_Task:_
For each record here, output an exact copy.

── Data to use

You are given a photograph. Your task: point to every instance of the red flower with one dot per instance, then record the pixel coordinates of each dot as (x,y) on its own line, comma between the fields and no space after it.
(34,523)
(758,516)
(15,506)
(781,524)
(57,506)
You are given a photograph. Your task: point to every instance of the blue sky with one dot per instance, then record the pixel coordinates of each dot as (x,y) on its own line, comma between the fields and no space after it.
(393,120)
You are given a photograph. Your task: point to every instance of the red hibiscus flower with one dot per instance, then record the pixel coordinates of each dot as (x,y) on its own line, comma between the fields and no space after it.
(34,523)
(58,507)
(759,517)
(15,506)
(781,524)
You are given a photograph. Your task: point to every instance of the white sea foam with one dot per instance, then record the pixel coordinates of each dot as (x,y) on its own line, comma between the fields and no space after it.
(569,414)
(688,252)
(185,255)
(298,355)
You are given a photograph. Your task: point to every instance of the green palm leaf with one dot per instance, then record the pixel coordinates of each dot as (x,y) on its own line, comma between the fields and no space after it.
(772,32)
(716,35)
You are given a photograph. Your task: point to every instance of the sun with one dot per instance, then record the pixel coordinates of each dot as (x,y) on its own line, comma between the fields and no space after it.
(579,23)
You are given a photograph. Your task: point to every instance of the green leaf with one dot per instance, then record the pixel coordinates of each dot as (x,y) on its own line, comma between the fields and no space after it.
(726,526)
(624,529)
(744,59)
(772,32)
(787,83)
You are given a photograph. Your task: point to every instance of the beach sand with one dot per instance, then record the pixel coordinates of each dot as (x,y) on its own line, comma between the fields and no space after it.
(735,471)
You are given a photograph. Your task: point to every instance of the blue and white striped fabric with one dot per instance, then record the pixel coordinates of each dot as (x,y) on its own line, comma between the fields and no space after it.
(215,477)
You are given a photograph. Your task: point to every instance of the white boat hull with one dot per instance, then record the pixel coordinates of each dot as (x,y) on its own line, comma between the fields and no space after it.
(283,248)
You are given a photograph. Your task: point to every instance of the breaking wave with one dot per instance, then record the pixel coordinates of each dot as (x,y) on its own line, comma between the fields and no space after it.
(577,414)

────

_Written answer:_
You are given a photograph. Your task: point to every instance of the red flower with one dot per instance, then record the pixel coordinates of each dot as (x,y) on its own line, comma between the fields and no space after it.
(34,523)
(758,516)
(15,506)
(781,524)
(57,506)
You are given a photograph. Your task: point to every instance of the blue sky with one dot per instance, then record the pixel coordinates of each dot as (x,y) on its own line, comma between the fields and no space after it.
(393,120)
You are given a photograph. Your task: point to every instance of the red hibiscus flower with one dot per instance, then record the pixel coordinates of each dot as (x,y) on its own line, comma between the fields and no space after it.
(34,523)
(58,507)
(759,517)
(15,506)
(781,524)
You are given a photograph. Your task: point to every instance of the white sea foam with one dot per instance, then record the pixel coordinates of each dot as (x,y) on its own line, comma between the fields and no space after it.
(569,414)
(688,252)
(185,255)
(298,355)
You are given a photograph. Your task: point to every instance of the green palm leaf with one dot per instance, then record the pixel coordinates of each dot as (x,y) on its own line, comma between the fields and no space after it.
(772,32)
(716,35)
You are given a photograph. Your task: point to every instance of the sun with one dot per instance, then record the pixel coordinates of each dot as (x,y) on its own line, comma between the fields and no space after it.
(579,23)
You are given a photograph. Your task: point to every instance of the green leaf with one dot per instance, then record the pixel coordinates of each dot as (x,y) on its own line, comma between the fields and no space after it.
(726,526)
(624,529)
(744,59)
(772,32)
(787,83)
You are given a photograph. Your task: point to every instance of the beach sand with one dot per instance, then record the pixel coordinates of each dot as (x,y) on its own line, comma between the fields and no space after it.
(735,471)
You are given a photograph. Your task: point to every instance of the blue and white striped fabric with one dot per instance, then record the pixel coordinates of each dot as (x,y) on its own line, comma between the fields and no space after it.
(215,477)
You are given a photograph. Your task: point to every instance of the white boat hull with one dot per instance, then record the pixel coordinates of each dot as (x,y) on its own line, comma between the fields and no space after it.
(283,248)
You are given a photograph. Your task: point to every instance of the breaking wave with one dot per instance, then record the pixel coordinates of each dot as (x,y) on its own line, comma between the fields and no space after it.
(577,414)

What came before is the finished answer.